## [Exercise 1]
Retype the records from the line with "Locate man's face" to the line with "505, 40, 541, 78", including both of those lines.

## [Extract]
--*--

# CoCo Panels or corkbark



## Jason (Oct 14, 2004)

I am building a vavarium and can't decide what to use. Are there any bennefits to one over the other? :roll: 

Are there any other options for backgrounds?


----------



## jbeetle (Feb 8, 2004)

I would go with Coco Panels. They are *a lot* easier to fill a tank with, and it is also easier to attach plants to. Also, plants seem to really take off on these panels.


----------



## melissa68 (Feb 16, 2004)

coco panels...

a lot easier to work with


----------



## Guest (Oct 14, 2004)

I love coco panels! But I also want people to make sure this is a different product than the coco fiber. Cork bark curls are nice to add depth to the tank.


----------



## Jason (Oct 14, 2004)

Sounds like coco panels are it!


----------



## Guest (Oct 14, 2004)

I just want to make something clear here. You want coco*s* panels. Coco panels are just coconut fiber weaved into mats. Cocos fiber is this schtuff: http://www.herpsupplies.com/product.cfm?id=Cocos-Panel

Cocos panels are awsome. Coco panels are not as good.


----------



## brbarkey (May 15, 2004)

hicksonj said:


> I just want to make something clear here. You want coco*s* panels. Coco panels are just coconut fiber weaved into mats. Cocos fiber is this schtuff: http://www.herpsupplies.com/product.cfm?id=Cocos-Panel
> 
> Cocos panels are awsome. Coco panels are not as good.


Hicksonj, I thought that those are Coco panels in the link you gave. If that is coco fiber what are coco panels?


----------



## melissa68 (Feb 16, 2004)

Those are coco panels. Joe probably mistyped it.

Unfortunately, the link on Black Jungle's site to the images of coco panels if broken, but here you go http://www.blackjungle.com/Merchant2/merchant.mv?Store_Code=BJTS&Screen=CTGY&Category_Code=B

If you look 1/2 way down this page on Rolanka's site, you can see what they look like http://www.rolanka.com/index.asp?pg=coirliners



brbarkey said:


> hicksonj said:
> 
> 
> > I just want to make something clear here. You want coco*s* panels. Coco panels are just coconut fiber weaved into mats. Cocos fiber is this schtuff: http://www.herpsupplies.com/product.cfm?id=Cocos-Panel
> ...


----------



## Guest (Oct 15, 2004)

Id go with cork bark over coco panels, ive seen one coco panel product a friend used and it fell apart from the high humidity very quickly. Im not sure of the composition or who made it so there may be higher qualitys out there that work great, but cork bark works great and as mentioned adds acertain realistic texture and depth to the tanks .

--*--

## [Exercise materials]

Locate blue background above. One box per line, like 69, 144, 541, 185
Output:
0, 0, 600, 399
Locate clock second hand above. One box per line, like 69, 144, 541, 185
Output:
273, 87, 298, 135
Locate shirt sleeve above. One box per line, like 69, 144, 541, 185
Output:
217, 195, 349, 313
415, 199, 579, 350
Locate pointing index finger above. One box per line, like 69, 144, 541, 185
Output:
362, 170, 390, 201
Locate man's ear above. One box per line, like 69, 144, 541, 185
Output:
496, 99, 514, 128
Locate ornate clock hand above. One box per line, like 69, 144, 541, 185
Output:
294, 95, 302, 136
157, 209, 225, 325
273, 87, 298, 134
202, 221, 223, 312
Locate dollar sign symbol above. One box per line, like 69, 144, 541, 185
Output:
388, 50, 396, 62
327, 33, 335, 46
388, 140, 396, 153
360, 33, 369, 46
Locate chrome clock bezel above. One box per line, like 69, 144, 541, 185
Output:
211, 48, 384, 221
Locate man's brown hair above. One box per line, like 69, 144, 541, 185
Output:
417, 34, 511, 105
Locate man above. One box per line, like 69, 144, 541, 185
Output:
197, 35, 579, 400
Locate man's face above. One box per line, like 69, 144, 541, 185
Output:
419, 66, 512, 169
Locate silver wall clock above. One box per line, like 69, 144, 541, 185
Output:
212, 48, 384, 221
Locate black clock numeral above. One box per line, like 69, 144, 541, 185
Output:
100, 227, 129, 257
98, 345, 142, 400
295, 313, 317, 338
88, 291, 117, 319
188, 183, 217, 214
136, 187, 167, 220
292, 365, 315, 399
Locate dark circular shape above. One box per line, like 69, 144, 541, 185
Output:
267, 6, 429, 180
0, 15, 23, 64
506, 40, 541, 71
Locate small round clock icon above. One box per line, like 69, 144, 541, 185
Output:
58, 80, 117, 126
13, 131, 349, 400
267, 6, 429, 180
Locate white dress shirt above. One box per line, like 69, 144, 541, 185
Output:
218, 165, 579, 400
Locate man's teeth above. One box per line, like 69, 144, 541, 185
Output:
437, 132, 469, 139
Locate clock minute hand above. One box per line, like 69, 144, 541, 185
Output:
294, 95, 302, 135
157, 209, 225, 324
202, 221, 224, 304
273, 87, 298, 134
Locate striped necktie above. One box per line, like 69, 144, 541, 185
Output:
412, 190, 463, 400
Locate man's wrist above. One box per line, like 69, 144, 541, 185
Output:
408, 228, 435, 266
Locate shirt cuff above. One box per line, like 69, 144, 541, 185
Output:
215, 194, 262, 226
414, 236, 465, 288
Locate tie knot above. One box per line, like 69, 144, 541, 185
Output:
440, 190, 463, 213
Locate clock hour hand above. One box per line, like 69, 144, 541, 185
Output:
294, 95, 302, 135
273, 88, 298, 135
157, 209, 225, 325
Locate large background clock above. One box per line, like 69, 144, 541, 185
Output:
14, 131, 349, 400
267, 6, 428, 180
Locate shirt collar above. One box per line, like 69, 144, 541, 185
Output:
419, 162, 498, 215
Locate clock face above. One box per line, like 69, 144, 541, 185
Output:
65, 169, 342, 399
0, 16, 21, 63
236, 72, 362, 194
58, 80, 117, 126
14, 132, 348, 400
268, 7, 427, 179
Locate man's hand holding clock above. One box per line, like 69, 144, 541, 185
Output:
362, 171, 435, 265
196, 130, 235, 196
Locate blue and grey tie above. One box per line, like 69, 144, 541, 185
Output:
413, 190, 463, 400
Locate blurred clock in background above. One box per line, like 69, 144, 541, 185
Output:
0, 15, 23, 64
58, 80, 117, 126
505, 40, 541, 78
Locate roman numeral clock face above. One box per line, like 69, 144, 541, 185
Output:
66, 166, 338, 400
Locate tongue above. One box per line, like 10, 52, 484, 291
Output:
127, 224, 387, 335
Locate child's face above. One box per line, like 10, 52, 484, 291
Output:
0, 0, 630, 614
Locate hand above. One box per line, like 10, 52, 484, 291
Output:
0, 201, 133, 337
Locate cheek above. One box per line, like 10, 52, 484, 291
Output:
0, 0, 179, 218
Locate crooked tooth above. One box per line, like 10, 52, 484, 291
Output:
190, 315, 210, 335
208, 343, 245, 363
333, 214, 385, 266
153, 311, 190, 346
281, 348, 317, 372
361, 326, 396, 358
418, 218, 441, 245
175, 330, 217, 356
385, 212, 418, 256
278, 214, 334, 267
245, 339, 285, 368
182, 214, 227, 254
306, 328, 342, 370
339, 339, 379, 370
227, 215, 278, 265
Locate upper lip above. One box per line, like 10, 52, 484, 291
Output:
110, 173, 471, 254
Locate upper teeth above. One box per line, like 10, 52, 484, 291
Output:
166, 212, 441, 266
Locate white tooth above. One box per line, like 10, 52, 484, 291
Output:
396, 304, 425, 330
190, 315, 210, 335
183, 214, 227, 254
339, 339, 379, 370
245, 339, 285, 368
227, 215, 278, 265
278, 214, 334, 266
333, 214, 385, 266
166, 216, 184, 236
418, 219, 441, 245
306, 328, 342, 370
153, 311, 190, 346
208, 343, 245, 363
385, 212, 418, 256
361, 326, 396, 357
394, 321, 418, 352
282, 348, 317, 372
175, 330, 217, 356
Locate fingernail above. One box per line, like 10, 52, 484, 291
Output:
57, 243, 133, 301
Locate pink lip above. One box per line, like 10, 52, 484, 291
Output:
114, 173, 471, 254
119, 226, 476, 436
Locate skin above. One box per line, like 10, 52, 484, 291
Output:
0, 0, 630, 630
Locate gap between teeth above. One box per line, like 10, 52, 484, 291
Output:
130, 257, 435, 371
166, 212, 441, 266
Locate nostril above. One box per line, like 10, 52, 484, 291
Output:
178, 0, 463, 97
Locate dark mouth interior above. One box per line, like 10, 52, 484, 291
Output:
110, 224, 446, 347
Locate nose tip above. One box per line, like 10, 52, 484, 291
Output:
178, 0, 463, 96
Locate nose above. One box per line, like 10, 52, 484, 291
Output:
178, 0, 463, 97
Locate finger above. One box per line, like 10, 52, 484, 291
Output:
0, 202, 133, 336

--*--

## [Exercise 2]
Write out the forum thread on coco panels from "I would go with" to "coco panels...", swapping "tank" for "terrarium".

## [Problem solution 1]
Locate man's face above. One box per line, like 69, 144, 541, 185
Output:
419, 66, 512, 169
Locate silver wall clock above. One box per line, like 69, 144, 541, 185
Output:
212, 48, 384, 221
Locate black clock numeral above. One box per line, like 69, 144, 541, 185
Output:
100, 227, 129, 257
98, 345, 142, 400
295, 313, 317, 338
88, 291, 117, 319
188, 183, 217, 214
136, 187, 167, 220
292, 365, 315, 399
Locate dark circular shape above. One box per line, like 69, 144, 541, 185
Output:
267, 6, 429, 180
0, 15, 23, 64
506, 40, 541, 71
Locate small round clock icon above. One box per line, like 69, 144, 541, 185
Output:
58, 80, 117, 126
13, 131, 349, 400
267, 6, 429, 180
Locate white dress shirt above. One box per line, like 69, 144, 541, 185
Output:
218, 165, 579, 400
Locate man's teeth above. One box per line, like 69, 144, 541, 185
Output:
437, 132, 469, 139
Locate clock minute hand above. One box per line, like 69, 144, 541, 185
Output:
294, 95, 302, 135
157, 209, 225, 324
202, 221, 224, 304
273, 87, 298, 134
Locate striped necktie above. One box per line, like 69, 144, 541, 185
Output:
412, 190, 463, 400
Locate man's wrist above. One box per line, like 69, 144, 541, 185
Output:
408, 228, 435, 266
Locate shirt cuff above. One box per line, like 69, 144, 541, 185
Output:
215, 194, 262, 226
414, 236, 465, 288
Locate tie knot above. One box per line, like 69, 144, 541, 185
Output:
440, 190, 463, 213
Locate clock hour hand above. One box per line, like 69, 144, 541, 185
Output:
294, 95, 302, 135
273, 88, 298, 135
157, 209, 225, 325
Locate large background clock above. One box per line, like 69, 144, 541, 185
Output:
14, 131, 349, 400
267, 6, 428, 180
Locate shirt collar above. One box per line, like 69, 144, 541, 185
Output:
419, 162, 498, 215
Locate clock face above. One box per line, like 69, 144, 541, 185
Output:
65, 169, 342, 399
0, 16, 21, 63
236, 72, 362, 194
58, 80, 117, 126
14, 132, 348, 400
268, 7, 427, 179
Locate man's hand holding clock above. One box per line, like 69, 144, 541, 185
Output:
362, 171, 435, 265
196, 130, 235, 196
Locate blue and grey tie above. One box per line, like 69, 144, 541, 185
Output:
413, 190, 463, 400
Locate blurred clock in background above. One box per line, like 69, 144, 541, 185
Output:
0, 15, 23, 64
58, 80, 117, 126
505, 40, 541, 78

## [Problem solution 2]
I would go with Coco Panels. They are *a lot* easier to fill a terrarium with, and it is also easier to attach plants to. Also, plants seem to really take off on these panels.


----------



## melissa68 (Feb 16, 2004)

coco panels...